» **Document passage**:
>>>

Okay, we have a name, which is good, but I still have no idea what gender this person is, so… baby steps.
“Gideon Palmer,” I say back
Oh for fuck’s sake, Gideon? Why does every book I read for this blog seem to know what other books I’m reading for this blog? Maybe this Gideon won’t be as creepy as the other Gideon I have to read about in Bared To You. Supernatural young adult novel Gideon versus erotica Gideon. Seems like good odds.
Gideon is a classic English gent […] He’s the kind of man with a pocket watch and long shelves of meticulously dusted books
This is my new favorite character. Right here.
We learn that Cas’s dad died and Gideon was there to comfort him and his mother. Also that Cas has to start applying for colleges soon, but isn’t a particularly good student because of ghosthunting or something. I dunno, this sounds like less of a problem to me than it does a seriously unique personal statement. We also learn more about the mess Cas is in and that it involves a ghost named Anna (who is perhaps dressed in blood?) who is unusual for a ghost because she’s just haunting the house she was murdered in. I’m gonna have to take their word for it that this is unusual ghost behavior. Gideon tells Cas he needs to find “an occult supplier”, which apparently means “witch”, although I’m pretty focused on this “supplier” part and definitely thought of something else first.
Cas recounts a really depressing memory about how his dad died and going to the house he was murdered in and how he discovered some voodoo stuff there that even his mom and Gideon freaked out and stay away from. But then we move on to something considerably more interesting to me and other people not actually reading the book right now: young adult fiction.
“Hey, Carmel. What are you doing here?”
She reaches around and pulls something out of her schoolbag. “I brought your assignment from bio. It’s a partner’s assignment. I thought we could do it together.”
[…] “This was really cool of you,” I say, and I mean it, even though there is some other motive at work here. Carmel doesn’t give a crap about biology. I’d be surprised if she went to class herself. Carmel got the assignment because she wanted an excuse to talk to me.
I glance at my mom, and she’s giving me this creepy once-over.
Haha, even Cas’s mom is all “Yeah! Get some!”
But then Carmel starts talking to Cas about what happened at the house last night and come on just make out already, characters who may or may not have romantic tension! Another person they know drives by and guys we have a love triangle.
“What was Carmel doing at your place?” he asks. There’s more than just a little jealousy there.
Turns out this guy Thomas likes Carmel, but Carmel likes Cas, but Cas only likes her as a friend! Aw, jeez, guys! This is some tricky shit!
But they stop talking about the love triangle (it’s like they have no respect for my interests) and keep talking about Anna the ghost and supernatural stuff.
“Know any witches?”
He squints at me. “Isn’t your mom one?”
“Know any black witches?”
Wow, that looks bad out of context.
Cas goes to the library and Carmel is all “why is Thomas here?” and Thomas does some research and finds a newspaper article about Anna’s murder and, well, Cas falls in love with the photograph of her?
I carefully trace along her hair, which is held up with ribbon. There’s a warm feeling in my chest but my head is ice-cold. I think I might pass out.
Basically, Thomas likes Carmel, but Carmel likes Cas, but Cas likes a ghost girl that’s trying to kill him. I’m content with my understanding of this novel.

<<<

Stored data
>>>

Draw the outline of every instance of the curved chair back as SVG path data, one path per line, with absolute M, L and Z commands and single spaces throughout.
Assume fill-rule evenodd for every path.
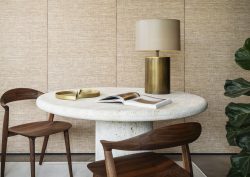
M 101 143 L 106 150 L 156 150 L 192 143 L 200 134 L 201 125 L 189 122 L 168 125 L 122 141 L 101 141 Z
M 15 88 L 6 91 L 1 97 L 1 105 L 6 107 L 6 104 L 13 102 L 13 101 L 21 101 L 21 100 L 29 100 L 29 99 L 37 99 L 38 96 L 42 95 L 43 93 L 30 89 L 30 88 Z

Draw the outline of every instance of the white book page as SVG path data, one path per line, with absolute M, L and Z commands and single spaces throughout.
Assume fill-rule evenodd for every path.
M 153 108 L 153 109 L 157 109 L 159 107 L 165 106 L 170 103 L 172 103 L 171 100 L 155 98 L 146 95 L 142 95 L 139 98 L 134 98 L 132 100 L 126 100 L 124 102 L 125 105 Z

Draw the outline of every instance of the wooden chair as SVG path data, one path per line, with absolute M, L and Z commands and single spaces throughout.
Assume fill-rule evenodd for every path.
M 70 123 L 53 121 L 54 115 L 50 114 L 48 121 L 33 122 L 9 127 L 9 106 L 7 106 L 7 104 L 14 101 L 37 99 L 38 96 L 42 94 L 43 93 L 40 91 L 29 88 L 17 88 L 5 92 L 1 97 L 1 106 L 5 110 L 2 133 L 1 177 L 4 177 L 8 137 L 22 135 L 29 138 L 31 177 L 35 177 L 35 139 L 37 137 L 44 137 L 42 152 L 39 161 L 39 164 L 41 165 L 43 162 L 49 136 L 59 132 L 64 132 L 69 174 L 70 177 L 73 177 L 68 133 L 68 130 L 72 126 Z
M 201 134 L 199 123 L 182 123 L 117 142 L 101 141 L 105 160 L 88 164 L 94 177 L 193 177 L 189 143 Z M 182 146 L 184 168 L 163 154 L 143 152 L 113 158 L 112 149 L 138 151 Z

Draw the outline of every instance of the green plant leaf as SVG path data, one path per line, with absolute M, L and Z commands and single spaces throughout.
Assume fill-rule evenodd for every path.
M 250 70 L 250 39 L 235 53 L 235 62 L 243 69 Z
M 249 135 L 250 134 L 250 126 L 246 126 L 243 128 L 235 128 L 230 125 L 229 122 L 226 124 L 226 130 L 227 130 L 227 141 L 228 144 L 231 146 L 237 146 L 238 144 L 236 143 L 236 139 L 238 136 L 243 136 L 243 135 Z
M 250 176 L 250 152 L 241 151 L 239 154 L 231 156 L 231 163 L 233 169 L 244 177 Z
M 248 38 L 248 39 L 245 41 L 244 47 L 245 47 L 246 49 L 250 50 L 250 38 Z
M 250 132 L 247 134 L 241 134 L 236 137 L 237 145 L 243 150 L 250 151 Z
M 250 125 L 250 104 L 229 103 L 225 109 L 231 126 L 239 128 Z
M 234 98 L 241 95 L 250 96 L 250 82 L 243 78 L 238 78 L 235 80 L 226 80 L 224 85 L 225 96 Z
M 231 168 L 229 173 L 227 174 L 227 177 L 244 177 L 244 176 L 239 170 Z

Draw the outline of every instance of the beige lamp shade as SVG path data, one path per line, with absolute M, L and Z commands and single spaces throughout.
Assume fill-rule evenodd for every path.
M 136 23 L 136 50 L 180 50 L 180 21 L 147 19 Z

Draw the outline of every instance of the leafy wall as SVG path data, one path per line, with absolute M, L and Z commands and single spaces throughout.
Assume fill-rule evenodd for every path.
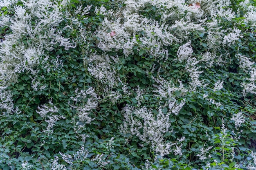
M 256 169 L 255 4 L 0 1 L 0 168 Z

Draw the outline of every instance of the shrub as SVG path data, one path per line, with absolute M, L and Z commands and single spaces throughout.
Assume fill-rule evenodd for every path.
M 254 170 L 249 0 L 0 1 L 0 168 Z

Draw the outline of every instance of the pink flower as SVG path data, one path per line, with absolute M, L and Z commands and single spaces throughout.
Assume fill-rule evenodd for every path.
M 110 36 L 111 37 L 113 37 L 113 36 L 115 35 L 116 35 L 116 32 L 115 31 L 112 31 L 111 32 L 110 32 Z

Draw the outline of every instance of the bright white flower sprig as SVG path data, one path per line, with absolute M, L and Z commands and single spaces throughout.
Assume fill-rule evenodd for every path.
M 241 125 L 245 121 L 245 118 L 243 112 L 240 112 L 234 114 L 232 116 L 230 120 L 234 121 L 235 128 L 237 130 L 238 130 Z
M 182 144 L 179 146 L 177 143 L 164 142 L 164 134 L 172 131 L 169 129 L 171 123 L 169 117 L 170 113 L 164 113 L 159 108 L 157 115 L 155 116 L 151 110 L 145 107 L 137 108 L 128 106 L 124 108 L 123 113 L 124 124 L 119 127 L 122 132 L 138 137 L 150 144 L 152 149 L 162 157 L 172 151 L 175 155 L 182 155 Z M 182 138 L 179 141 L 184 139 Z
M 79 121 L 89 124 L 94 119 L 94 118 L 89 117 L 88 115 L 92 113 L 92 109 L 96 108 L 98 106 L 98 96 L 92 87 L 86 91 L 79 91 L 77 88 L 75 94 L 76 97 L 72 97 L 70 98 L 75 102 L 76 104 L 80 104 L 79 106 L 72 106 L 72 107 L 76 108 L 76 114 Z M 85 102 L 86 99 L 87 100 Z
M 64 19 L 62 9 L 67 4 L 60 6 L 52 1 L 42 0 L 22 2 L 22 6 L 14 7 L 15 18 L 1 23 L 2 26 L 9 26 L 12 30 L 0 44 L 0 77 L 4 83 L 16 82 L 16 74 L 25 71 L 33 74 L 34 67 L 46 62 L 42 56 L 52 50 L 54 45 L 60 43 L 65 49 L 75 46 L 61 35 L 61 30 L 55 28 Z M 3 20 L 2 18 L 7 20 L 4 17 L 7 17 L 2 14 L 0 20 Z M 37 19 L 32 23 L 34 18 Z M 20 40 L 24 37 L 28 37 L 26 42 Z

<<<

» **Assignment**:
From the book recap, extract the passage that begins at the words "Gideon is a" and stops after "character. Right here.".

» **Reply to the exercise**:
Gideon is a classic English gent […] He’s the kind of man with a pocket watch and long shelves of meticulously dusted books
This is my new favorite character. Right here.